WHAT IS REQUIRED -> Show each line of the records below that contains the word "doorway", copying every such line in full. Case counts, so only an exact match qualifies.

ROWS ->
— begin —

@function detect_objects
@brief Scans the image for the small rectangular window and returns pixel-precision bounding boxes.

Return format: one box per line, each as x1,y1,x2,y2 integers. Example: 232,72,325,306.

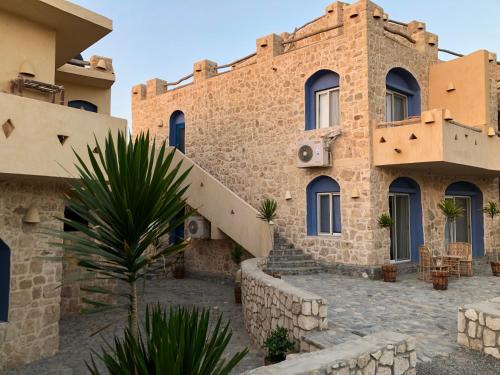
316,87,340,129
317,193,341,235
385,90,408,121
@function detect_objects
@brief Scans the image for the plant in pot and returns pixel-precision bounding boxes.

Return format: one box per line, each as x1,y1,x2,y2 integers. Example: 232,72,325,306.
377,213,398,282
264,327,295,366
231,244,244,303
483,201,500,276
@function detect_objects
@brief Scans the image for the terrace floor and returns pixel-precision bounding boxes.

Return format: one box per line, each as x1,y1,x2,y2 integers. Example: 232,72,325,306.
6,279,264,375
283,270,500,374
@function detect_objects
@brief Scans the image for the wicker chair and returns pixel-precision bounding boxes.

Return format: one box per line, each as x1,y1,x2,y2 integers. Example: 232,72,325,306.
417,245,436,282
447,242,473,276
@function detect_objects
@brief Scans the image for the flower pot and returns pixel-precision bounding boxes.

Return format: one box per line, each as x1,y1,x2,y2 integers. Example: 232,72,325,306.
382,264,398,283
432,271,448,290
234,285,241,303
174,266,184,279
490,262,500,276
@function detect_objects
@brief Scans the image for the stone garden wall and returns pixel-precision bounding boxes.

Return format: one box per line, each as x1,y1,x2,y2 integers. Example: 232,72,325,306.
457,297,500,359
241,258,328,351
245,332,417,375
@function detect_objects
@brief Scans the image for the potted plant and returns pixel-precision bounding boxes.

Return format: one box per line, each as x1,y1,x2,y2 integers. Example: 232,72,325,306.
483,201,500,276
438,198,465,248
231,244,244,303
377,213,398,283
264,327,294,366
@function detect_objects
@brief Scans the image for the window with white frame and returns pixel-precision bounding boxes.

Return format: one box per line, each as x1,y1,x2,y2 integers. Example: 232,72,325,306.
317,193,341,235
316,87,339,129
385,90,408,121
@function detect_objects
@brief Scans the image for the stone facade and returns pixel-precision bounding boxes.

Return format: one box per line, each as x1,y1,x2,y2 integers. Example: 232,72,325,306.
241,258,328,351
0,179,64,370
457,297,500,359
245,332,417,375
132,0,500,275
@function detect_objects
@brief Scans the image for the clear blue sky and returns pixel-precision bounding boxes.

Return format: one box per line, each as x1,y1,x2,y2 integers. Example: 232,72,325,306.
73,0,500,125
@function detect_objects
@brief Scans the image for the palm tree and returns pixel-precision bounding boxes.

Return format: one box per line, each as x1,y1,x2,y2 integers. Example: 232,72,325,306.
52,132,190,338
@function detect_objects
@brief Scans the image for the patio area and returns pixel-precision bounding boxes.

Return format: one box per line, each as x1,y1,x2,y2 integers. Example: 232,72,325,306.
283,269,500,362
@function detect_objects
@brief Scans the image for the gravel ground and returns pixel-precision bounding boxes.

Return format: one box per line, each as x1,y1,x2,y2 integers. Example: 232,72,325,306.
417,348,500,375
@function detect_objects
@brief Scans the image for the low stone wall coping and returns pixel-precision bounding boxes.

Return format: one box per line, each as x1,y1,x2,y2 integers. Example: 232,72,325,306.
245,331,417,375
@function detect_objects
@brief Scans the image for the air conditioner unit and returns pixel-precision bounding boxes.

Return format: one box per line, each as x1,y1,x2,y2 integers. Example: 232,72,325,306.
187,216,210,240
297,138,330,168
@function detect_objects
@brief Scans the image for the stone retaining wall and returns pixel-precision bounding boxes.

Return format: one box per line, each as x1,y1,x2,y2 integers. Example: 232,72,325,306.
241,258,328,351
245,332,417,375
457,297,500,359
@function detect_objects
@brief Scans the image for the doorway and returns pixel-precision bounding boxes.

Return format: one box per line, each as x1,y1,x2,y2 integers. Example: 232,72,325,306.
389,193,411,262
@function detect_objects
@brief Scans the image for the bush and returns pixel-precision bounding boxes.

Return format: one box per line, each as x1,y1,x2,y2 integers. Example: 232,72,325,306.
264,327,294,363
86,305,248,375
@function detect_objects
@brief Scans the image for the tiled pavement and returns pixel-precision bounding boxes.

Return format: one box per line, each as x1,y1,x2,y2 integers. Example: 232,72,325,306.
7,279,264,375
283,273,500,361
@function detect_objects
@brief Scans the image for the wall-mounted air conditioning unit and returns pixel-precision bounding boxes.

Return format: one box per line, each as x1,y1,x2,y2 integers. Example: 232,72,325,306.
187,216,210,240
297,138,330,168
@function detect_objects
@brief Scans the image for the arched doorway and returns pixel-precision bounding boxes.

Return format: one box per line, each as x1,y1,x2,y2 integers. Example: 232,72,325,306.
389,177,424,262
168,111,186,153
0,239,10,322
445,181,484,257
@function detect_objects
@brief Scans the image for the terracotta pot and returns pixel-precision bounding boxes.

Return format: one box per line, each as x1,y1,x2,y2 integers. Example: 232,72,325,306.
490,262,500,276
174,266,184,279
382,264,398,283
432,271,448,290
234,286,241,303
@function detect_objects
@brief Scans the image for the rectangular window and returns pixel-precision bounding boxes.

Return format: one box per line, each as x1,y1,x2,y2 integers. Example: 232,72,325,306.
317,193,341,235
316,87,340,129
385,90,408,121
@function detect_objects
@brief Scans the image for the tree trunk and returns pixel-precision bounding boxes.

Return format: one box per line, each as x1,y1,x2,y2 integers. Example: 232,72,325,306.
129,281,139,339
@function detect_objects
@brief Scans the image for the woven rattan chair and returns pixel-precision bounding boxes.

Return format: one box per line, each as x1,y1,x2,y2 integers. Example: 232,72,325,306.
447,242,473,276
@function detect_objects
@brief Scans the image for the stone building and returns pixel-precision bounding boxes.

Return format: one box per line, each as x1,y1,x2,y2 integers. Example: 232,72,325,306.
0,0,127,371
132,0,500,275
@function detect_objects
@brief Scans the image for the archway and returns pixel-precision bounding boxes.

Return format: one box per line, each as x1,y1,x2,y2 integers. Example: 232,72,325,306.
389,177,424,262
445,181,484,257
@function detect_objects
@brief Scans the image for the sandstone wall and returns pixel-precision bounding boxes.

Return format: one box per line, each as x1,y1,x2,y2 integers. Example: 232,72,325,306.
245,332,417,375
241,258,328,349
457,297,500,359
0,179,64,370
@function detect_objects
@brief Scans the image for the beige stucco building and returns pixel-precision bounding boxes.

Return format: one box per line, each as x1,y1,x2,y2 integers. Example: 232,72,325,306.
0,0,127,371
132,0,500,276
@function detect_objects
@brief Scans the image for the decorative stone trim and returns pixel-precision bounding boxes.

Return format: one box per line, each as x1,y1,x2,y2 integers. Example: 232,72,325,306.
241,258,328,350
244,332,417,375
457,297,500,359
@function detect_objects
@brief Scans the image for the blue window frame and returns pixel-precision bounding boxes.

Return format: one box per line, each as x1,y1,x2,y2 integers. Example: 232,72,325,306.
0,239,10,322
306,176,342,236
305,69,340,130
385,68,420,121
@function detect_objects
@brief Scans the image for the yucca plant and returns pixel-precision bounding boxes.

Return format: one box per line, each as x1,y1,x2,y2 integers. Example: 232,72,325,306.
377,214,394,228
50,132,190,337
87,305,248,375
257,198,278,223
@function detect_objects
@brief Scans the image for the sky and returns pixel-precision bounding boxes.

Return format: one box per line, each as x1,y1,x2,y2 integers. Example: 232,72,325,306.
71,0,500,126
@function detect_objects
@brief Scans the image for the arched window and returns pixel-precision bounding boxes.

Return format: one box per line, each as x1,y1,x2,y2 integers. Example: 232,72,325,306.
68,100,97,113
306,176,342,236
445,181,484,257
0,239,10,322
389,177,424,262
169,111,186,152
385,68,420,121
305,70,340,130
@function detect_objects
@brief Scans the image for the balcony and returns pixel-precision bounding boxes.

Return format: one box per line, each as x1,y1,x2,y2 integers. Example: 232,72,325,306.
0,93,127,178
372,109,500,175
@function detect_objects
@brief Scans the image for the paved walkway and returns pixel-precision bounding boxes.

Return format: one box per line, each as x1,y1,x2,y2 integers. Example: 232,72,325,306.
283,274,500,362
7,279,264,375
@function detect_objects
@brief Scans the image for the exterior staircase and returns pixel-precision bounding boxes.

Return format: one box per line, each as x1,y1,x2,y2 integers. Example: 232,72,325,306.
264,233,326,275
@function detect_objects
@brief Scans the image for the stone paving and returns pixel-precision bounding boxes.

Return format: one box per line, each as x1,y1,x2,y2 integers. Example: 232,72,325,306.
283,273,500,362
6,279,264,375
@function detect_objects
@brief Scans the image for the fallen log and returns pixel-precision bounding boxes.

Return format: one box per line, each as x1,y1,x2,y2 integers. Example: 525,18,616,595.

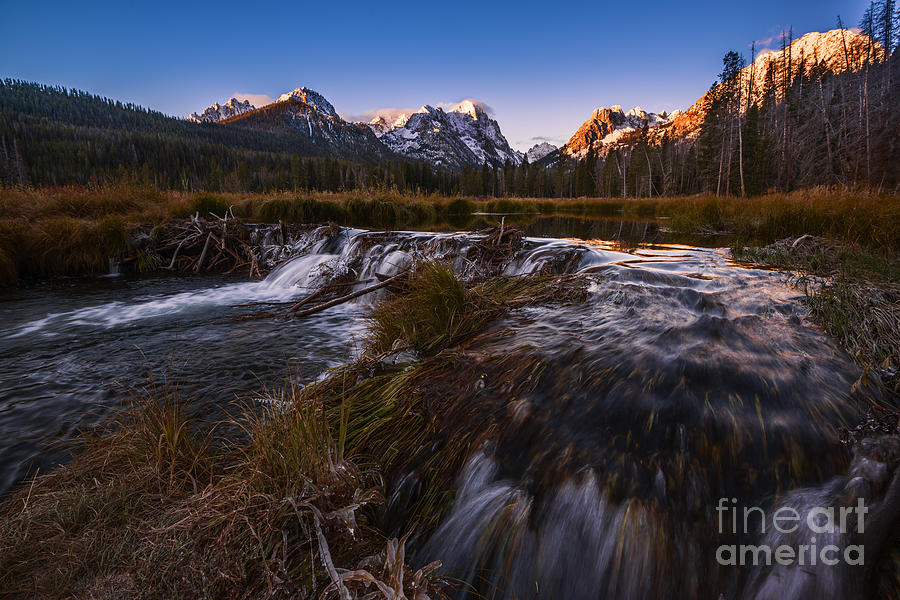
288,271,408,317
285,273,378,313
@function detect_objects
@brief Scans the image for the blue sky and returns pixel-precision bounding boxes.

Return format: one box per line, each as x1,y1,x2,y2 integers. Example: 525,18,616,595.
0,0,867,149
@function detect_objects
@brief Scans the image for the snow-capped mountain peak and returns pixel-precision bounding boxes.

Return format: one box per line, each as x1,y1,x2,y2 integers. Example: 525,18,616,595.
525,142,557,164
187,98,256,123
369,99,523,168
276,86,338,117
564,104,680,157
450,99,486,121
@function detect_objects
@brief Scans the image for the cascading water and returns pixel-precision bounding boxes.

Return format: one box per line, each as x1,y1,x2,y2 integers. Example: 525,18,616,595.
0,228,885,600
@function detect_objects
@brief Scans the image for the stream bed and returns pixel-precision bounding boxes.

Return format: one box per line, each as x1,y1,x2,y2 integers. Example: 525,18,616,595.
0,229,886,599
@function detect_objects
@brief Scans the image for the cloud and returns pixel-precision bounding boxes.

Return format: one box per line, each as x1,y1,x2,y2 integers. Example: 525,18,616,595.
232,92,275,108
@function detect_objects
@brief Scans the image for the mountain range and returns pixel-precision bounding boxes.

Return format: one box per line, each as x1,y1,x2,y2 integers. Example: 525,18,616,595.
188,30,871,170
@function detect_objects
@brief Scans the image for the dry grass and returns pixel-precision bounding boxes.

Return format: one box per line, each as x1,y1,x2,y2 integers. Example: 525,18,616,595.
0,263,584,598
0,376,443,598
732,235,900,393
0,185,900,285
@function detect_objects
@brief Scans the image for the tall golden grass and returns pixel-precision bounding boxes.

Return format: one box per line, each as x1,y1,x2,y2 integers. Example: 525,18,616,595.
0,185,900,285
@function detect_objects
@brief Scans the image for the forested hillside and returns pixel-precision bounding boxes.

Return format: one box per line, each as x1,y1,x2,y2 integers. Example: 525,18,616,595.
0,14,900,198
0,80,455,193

— end —

FULL ANSWER ->
@brief Scans the image for the doorway and returns pixel-precision bounding boxes.
@brief Scans the image for the arched doorway and returns pixel-precision bounding boxes.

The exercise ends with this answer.